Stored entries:
Begin

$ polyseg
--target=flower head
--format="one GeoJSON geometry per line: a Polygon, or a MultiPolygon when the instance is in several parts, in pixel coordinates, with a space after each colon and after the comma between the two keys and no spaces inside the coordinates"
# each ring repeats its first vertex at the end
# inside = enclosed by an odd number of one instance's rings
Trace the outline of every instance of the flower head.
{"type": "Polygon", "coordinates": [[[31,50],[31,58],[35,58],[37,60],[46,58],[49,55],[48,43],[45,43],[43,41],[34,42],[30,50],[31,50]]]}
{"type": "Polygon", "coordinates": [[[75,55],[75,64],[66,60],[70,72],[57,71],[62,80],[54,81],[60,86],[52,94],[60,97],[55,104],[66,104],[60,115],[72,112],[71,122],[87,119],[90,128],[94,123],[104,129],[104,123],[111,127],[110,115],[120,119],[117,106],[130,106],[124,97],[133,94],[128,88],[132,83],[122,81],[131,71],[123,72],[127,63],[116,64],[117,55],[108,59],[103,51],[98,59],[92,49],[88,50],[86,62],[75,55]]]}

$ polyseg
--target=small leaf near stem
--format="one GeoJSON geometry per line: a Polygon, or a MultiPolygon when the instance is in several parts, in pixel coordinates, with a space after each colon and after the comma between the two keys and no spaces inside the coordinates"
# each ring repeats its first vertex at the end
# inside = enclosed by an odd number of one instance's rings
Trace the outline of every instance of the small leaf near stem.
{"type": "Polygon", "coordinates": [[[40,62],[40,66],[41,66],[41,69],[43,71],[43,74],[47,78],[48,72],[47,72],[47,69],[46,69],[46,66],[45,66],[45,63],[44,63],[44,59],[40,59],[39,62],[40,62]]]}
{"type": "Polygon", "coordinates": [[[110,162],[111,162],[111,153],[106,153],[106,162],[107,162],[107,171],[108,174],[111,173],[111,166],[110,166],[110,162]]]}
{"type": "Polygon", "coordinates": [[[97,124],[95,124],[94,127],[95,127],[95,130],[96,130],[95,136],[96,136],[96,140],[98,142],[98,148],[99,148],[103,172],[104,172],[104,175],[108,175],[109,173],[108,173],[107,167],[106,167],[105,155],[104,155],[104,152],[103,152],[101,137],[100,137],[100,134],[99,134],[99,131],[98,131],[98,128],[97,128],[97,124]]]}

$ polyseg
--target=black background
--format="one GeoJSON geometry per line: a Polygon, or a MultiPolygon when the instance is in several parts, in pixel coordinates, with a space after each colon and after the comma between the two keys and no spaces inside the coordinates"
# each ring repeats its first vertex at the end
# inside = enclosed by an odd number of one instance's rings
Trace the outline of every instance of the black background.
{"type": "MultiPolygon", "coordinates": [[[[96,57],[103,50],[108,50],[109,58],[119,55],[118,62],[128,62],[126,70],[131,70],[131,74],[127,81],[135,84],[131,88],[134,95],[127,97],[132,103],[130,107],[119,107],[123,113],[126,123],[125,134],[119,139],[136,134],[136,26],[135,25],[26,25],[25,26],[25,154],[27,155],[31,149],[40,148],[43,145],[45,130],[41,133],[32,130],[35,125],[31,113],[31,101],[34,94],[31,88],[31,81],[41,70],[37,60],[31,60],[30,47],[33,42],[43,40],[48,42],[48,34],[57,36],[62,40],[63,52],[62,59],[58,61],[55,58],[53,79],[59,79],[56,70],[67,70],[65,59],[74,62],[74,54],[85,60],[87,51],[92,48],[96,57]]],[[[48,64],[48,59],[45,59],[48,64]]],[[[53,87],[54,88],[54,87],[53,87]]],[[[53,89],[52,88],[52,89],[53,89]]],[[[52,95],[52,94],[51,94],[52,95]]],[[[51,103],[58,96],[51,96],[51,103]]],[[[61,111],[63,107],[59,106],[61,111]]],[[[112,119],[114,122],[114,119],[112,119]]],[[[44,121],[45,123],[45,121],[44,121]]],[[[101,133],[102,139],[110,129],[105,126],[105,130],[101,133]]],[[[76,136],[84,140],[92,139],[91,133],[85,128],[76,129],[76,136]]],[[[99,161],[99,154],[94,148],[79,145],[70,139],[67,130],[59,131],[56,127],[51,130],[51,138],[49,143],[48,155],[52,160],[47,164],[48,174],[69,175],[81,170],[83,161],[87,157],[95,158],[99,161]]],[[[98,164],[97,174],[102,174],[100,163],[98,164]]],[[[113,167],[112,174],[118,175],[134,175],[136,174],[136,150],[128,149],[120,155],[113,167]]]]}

End

Each entry above is to be set down again in exactly the same words.

$ polyseg
--target=flower head
--format="one GeoJSON geometry per line: a Polygon, or a MultiPolygon when the instance is in several parts, in pixel coordinates, with a space after each colon and after the comma between the two keys and no spaces inside the coordinates"
# each ring repeats its first vertex at the end
# inside = enclosed by an odd number of one instance's rings
Trace the outline of every instance of the flower head.
{"type": "Polygon", "coordinates": [[[31,50],[31,58],[35,58],[37,60],[46,58],[49,55],[48,43],[45,43],[43,41],[34,42],[30,50],[31,50]]]}
{"type": "Polygon", "coordinates": [[[75,55],[75,64],[66,60],[70,72],[57,71],[62,80],[54,81],[60,86],[52,94],[60,97],[55,104],[66,104],[60,115],[72,112],[71,122],[87,119],[90,128],[94,123],[104,129],[104,123],[111,127],[110,115],[120,119],[117,106],[130,106],[124,97],[133,94],[128,88],[132,83],[122,81],[131,71],[123,72],[127,63],[116,64],[117,55],[108,59],[103,51],[98,59],[92,49],[88,50],[86,62],[75,55]]]}

$ polyseg
--target=small leaf near stem
--format="one GeoJSON geometry per line: a Polygon, or a MultiPolygon when the instance is in several parts, in pixel coordinates, with a space after each colon and after the comma between the two keys and no spaces inside the coordinates"
# each ring repeats its first vertex at the end
# inside = enclosed by an odd number of one instance's rings
Trace the outline of every instance of the small leaf near stem.
{"type": "Polygon", "coordinates": [[[40,62],[40,66],[41,66],[41,69],[43,71],[43,74],[47,78],[48,72],[47,72],[47,69],[46,69],[46,66],[45,66],[45,63],[44,63],[44,59],[40,59],[39,62],[40,62]]]}
{"type": "Polygon", "coordinates": [[[110,162],[111,162],[111,153],[106,153],[106,162],[107,162],[107,171],[108,174],[111,173],[111,166],[110,166],[110,162]]]}
{"type": "Polygon", "coordinates": [[[97,124],[95,124],[94,127],[95,127],[95,130],[96,130],[95,136],[96,136],[96,140],[98,142],[98,148],[99,148],[103,172],[104,172],[104,175],[108,175],[109,173],[108,173],[107,167],[106,167],[105,155],[104,155],[104,152],[103,152],[101,137],[100,137],[100,134],[99,134],[99,131],[98,131],[98,128],[97,128],[97,124]]]}

$ polyseg
--target=black background
--format="one GeoJSON geometry per line: a Polygon, or a MultiPolygon when the instance is in several parts, in pixel coordinates, with a space after each colon and after the comma between the two keys and no spaces inside the coordinates"
# each ring repeats its first vertex at the end
# inside = enclosed by an odd number of one instance's rings
Trace the outline of every instance of the black background.
{"type": "MultiPolygon", "coordinates": [[[[96,57],[103,50],[108,50],[109,58],[119,55],[118,62],[128,62],[126,70],[131,70],[131,74],[127,81],[135,84],[131,88],[134,95],[127,97],[132,103],[130,107],[119,107],[123,113],[126,123],[125,134],[119,139],[136,134],[136,26],[135,25],[26,25],[25,26],[25,154],[27,155],[31,149],[40,148],[43,145],[45,130],[41,133],[32,130],[35,125],[31,113],[31,101],[34,94],[31,88],[31,81],[41,70],[37,60],[31,60],[30,47],[33,42],[43,40],[48,42],[48,34],[57,36],[62,40],[63,52],[62,59],[58,61],[55,58],[53,79],[59,79],[56,70],[67,70],[65,59],[74,62],[74,54],[85,60],[87,51],[92,48],[96,57]]],[[[48,64],[48,59],[45,59],[48,64]]],[[[53,87],[54,88],[54,87],[53,87]]],[[[53,89],[52,88],[52,89],[53,89]]],[[[52,95],[52,94],[51,94],[52,95]]],[[[51,103],[58,96],[51,96],[51,103]]],[[[61,111],[63,107],[59,106],[61,111]]],[[[112,119],[114,122],[114,119],[112,119]]],[[[44,121],[45,123],[45,121],[44,121]]],[[[101,133],[102,139],[110,129],[105,126],[105,130],[101,133]]],[[[76,136],[84,140],[92,139],[91,133],[85,128],[76,129],[76,136]]],[[[99,161],[99,154],[94,148],[79,145],[70,139],[67,130],[59,131],[56,127],[51,130],[51,138],[49,143],[48,155],[52,160],[47,164],[48,174],[69,175],[81,170],[83,161],[87,157],[95,158],[99,161]]],[[[98,164],[97,174],[102,174],[100,163],[98,164]]],[[[113,167],[112,174],[118,175],[134,175],[136,174],[136,150],[128,149],[120,155],[113,167]]]]}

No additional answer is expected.